# THE INPUT:

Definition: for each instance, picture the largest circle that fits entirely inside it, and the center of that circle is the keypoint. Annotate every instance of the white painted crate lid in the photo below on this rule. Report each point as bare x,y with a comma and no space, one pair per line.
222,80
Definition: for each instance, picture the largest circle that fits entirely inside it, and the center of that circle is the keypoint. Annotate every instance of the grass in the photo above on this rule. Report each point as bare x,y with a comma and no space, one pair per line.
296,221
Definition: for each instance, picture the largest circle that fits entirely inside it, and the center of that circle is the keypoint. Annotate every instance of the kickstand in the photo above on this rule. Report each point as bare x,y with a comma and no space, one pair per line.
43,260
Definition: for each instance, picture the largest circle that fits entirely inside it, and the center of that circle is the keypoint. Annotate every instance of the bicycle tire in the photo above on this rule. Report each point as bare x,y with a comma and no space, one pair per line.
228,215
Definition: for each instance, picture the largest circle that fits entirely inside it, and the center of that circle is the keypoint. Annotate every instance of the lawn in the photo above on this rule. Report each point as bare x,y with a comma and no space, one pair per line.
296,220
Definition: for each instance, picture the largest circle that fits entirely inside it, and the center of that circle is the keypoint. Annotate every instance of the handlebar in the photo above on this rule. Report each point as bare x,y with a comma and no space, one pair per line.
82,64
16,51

# YOUR OBJECTIVE:
Render every line of the listing above as a JSON array of strings, one string per line, with blank lines omitted.

# ANSWER BELOW:
[
  "Definition: for each instance, picture the largest circle that fits entirely inside it, and the center of that circle is the keypoint. Annotate every instance of the white painted crate lid in the photo below on this rule. Report each point as bare x,y with a comma and no space, one pair per line.",
  "222,80",
  "Definition: for each instance, picture the largest circle that fits entirely inside it, and the center of that circle is the keypoint. Annotate every instance of the grass in the photo above on this rule. Report each point as bare x,y with a comma and no space, one pair per line.",
  "296,221",
  "Definition: for each instance, picture the largest circle that fits entirely inside it, and the center of that circle is the keypoint. Annotate every instance of the kickstand in the photo above on this rule. Report each point as bare x,y with a comma and no space, one pair per line.",
  "43,260",
  "Definition: for each instance, picture the largest circle that fits entirely inside it, and the center of that circle is the keypoint. Annotate every instance of the bicycle tire in the photo above on this rule. Report each point as bare x,y with a comma and no space, one pair per line.",
  "228,215",
  "Definition: for each instance, picture the largest circle that fits entirely inside it, and the center of that circle is the keypoint. Annotate every instance of the lawn in the photo above on this rule. Report each point as bare x,y with a comma and no space, one pair per line.",
  "296,220",
  "Definition: for each instance, picture the largest circle that fits entirely inside it, and the center of that circle is the keypoint. Annotate every instance of the handlebar in the photo above on this rule. Report each point as bare x,y with a comma and no space, one pair per line.",
  "82,64",
  "16,51"
]